:: 所给文本

美文网首页
python抓取亚马逊商品信息

python抓取亚马逊商品信息

作者: 追梦人在路上不断追寻 | 来源:发表于2023-06-26 12:29 被阅读0次

    python抓取网页数据,主要是以下几个步骤。

    1. 安装所需的 Python 包 python -m pip install requests beautifulsoup4
    2. 设置请求头部,防止被拦截。
    3. 分析商品页面信息,得到数据的构造结构。
    4. 通过选择器获取到需要的数据。
    5. 进行抓取调试。
    6. 抓取数据,进行保存。

    下面是主要的抓取代码,安装好想要的扩展包之后,可以直接运行,进行调试。

    import requests
    from bs4 import BeautifulSoup
    from urllib.parse import urljoin
    import pandas as pd
    
    custom_headers = {
        "accept-language": "en-GB,en;q=0.9",
        "user-agent": "Mozilla/5.0 (Macintosh; Intel Mac OS X 10_15_7) AppleWebKit/537.36 (KHTML, like Gecko) Chrome/108.0.0.0 Safari/537.36",
    }
    
    def get_product_info(url):
        response = requests.get(url, headers=custom_headers)
        if response.status_code != 200:
            print("Error in getting webpage")
            exit(-1)
    
        soup = BeautifulSoup(response.text, "lxml")
    
        title_element = soup.select_one("#productTitle")
        title = title_element.text.strip() if title_element else None
    
        price_element = soup.select_one("#price_inside_buybox")
        price = price_element.text if price_element else None
    
        rating_element = soup.select_one("#acrPopover")

::::

- 任务要求:
• a. 把所给文本中的这句话译成英文:“下面是主要的抓取代码,安装好想要的扩展包之后,可以直接运行,进行调试。”
• b. 从所给文本中原样摘出一段:以“作者: 追梦人在路上不断追寻 |”开头,一直摘到“下面是主要的抓取代码,安装好想要的扩展包之后,可以直接运行,进行调试。”为止(包括这几个字)。

:: 数据条目

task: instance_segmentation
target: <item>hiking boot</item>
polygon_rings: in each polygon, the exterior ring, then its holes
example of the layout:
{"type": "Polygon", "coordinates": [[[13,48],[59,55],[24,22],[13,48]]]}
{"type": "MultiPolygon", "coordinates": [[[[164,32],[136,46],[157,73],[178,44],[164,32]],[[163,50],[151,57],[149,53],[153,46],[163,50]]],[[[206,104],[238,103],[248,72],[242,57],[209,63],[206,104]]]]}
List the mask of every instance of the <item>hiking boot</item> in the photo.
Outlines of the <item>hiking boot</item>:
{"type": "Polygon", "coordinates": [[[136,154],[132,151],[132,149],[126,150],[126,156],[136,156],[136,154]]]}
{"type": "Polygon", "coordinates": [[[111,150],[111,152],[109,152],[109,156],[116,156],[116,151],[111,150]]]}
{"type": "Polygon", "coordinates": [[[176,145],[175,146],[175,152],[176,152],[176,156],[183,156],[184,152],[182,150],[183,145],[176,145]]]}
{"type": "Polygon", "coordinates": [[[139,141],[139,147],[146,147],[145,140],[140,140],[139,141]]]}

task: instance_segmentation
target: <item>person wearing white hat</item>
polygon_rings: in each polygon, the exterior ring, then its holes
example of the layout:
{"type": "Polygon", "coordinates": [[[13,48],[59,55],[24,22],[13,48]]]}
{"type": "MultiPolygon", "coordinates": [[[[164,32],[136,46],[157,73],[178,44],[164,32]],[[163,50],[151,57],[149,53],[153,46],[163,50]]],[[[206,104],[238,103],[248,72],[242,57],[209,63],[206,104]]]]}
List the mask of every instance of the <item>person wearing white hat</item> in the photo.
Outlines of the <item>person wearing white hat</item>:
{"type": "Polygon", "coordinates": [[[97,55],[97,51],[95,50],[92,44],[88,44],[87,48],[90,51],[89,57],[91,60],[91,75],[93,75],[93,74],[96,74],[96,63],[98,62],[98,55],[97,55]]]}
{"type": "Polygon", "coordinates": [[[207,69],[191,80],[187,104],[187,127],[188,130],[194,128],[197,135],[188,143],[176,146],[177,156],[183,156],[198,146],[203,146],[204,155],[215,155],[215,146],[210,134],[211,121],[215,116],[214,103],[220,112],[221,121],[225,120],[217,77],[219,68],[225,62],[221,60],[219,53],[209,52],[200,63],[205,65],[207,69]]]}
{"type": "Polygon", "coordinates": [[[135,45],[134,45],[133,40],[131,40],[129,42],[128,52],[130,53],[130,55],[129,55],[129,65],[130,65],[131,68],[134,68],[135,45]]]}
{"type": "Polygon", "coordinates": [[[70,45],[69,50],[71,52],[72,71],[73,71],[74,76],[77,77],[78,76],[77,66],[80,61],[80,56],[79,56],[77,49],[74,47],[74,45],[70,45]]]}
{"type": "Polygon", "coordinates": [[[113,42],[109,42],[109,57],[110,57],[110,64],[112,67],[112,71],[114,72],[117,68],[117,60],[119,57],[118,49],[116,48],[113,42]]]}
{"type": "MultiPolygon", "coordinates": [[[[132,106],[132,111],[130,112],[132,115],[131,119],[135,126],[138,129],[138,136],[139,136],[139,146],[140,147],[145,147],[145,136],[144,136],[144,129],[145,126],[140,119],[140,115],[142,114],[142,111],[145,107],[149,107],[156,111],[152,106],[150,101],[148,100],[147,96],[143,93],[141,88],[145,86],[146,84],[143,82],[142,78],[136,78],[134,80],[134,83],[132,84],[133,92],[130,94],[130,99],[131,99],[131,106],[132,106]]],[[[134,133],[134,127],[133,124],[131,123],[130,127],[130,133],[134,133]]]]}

::::
:: 数据条目

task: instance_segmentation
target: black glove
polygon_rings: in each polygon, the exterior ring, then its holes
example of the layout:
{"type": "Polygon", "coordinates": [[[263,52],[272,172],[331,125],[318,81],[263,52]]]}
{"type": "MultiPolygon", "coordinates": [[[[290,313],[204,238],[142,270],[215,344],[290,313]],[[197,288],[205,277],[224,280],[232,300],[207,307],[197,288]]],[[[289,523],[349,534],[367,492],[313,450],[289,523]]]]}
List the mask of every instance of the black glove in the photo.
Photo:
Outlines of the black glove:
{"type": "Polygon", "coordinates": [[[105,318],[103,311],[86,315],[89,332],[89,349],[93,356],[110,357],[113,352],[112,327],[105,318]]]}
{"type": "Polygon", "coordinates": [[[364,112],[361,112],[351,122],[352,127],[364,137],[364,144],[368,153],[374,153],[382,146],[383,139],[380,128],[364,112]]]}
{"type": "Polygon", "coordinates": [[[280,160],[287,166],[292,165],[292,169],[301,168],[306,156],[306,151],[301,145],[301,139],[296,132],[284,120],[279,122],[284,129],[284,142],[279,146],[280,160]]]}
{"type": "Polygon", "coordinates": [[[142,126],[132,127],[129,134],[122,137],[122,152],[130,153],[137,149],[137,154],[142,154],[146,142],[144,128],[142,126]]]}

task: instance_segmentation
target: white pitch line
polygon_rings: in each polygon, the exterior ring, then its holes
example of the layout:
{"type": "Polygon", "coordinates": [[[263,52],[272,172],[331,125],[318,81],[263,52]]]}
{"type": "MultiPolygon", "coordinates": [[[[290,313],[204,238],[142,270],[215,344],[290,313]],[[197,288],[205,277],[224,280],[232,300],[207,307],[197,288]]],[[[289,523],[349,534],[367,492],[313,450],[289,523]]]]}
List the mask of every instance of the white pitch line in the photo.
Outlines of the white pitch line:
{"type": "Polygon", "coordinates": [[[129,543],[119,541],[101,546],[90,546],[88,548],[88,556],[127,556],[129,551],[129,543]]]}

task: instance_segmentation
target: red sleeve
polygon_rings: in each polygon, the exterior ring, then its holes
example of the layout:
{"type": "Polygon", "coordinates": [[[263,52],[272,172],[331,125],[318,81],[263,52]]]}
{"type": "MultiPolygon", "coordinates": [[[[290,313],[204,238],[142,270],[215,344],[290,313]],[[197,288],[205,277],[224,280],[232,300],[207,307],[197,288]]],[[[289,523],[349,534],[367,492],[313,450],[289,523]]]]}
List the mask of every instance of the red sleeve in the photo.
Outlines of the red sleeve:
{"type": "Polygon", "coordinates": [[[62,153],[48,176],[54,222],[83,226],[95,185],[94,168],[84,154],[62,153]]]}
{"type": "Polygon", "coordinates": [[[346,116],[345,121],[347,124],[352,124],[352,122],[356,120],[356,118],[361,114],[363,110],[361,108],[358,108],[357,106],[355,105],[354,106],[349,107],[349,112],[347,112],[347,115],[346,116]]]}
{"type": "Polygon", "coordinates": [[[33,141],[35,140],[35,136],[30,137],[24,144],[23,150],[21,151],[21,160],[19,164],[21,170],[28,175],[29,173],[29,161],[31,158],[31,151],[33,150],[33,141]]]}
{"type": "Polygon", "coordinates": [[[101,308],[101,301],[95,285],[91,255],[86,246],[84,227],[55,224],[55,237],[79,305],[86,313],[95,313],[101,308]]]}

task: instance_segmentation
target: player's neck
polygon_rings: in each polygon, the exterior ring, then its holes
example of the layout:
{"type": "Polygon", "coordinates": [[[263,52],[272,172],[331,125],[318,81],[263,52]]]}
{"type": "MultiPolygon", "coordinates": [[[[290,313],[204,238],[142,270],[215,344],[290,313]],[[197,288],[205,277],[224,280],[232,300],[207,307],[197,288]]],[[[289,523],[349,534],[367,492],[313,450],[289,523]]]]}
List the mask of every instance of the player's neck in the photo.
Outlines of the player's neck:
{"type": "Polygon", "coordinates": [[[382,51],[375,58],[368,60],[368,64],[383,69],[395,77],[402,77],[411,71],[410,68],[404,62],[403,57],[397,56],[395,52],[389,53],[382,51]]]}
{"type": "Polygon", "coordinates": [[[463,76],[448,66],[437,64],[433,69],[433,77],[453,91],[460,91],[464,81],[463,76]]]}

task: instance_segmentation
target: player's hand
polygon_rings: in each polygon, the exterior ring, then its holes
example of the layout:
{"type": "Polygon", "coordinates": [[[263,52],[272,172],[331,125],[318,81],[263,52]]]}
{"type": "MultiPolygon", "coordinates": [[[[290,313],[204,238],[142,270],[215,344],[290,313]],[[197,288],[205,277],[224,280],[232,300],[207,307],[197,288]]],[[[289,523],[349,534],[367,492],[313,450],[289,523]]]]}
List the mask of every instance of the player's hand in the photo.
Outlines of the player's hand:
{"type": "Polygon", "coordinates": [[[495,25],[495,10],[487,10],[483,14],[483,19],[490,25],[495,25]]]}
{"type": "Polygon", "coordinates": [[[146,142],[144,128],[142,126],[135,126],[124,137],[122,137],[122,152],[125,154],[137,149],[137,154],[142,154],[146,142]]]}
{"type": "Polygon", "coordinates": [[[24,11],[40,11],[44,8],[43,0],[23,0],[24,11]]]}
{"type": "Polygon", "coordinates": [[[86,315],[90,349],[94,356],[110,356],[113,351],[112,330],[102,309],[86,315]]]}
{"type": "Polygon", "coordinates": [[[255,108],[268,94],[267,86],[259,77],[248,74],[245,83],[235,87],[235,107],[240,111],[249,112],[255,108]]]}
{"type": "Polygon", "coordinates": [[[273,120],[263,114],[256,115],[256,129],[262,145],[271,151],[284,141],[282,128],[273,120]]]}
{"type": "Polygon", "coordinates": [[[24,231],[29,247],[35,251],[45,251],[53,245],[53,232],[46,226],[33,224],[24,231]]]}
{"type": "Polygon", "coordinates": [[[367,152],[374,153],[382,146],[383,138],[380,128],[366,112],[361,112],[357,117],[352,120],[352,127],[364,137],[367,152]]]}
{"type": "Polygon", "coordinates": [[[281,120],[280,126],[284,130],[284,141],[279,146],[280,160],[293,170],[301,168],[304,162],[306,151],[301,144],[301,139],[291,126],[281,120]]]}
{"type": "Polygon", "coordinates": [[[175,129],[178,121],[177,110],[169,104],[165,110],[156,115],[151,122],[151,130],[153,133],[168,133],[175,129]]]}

::::
:: 数据条目

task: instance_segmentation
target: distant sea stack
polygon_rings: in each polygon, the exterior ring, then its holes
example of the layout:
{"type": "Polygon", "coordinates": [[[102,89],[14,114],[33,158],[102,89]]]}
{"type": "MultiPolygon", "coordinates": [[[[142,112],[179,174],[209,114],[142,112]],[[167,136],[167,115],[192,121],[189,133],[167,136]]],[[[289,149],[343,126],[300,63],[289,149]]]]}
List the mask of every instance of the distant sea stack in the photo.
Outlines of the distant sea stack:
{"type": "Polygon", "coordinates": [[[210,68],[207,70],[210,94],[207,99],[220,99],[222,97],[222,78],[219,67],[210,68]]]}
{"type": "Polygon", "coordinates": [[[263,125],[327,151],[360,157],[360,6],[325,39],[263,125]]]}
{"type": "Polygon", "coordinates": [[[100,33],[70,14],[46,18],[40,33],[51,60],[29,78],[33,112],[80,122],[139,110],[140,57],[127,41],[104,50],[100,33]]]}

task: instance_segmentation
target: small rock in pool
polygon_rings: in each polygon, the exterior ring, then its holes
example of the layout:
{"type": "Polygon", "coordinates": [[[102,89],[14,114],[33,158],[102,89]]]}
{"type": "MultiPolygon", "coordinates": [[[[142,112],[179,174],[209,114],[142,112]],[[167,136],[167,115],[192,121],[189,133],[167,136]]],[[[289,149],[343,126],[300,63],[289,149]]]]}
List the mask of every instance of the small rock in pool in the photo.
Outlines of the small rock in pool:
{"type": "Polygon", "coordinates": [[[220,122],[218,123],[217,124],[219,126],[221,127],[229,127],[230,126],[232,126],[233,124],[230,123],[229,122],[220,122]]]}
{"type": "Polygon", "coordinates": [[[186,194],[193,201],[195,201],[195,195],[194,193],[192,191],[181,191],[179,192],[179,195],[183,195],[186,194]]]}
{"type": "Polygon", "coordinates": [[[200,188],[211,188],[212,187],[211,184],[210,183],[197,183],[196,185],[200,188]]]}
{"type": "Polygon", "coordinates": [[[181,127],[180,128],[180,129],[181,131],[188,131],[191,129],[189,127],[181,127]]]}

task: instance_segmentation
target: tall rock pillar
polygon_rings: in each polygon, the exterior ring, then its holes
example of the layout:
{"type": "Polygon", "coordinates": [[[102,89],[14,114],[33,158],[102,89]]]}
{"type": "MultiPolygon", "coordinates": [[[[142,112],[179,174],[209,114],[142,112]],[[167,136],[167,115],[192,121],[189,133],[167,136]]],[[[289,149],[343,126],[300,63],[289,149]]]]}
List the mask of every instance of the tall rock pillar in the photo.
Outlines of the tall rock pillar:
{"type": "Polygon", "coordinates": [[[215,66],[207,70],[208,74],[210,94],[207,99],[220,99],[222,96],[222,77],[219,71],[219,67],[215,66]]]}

::::

- 参考答案:
• a. Below is the main scraping code; once the desired extension packages are installed, it can be run directly for debugging.

• b.
作者: 追梦人在路上不断追寻 | 来源:发表于2023-06-26 12:29 被阅读0次

    python抓取网页数据,主要是以下几个步骤。

    1. 安装所需的 Python 包 python -m pip install requests beautifulsoup4
    2. 设置请求头部,防止被拦截。
    3. 分析商品页面信息,得到数据的构造结构。
    4. 通过选择器获取到需要的数据。
    5. 进行抓取调试。
    6. 抓取数据,进行保存。

    下面是主要的抓取代码,安装好想要的扩展包之后,可以直接运行,进行调试。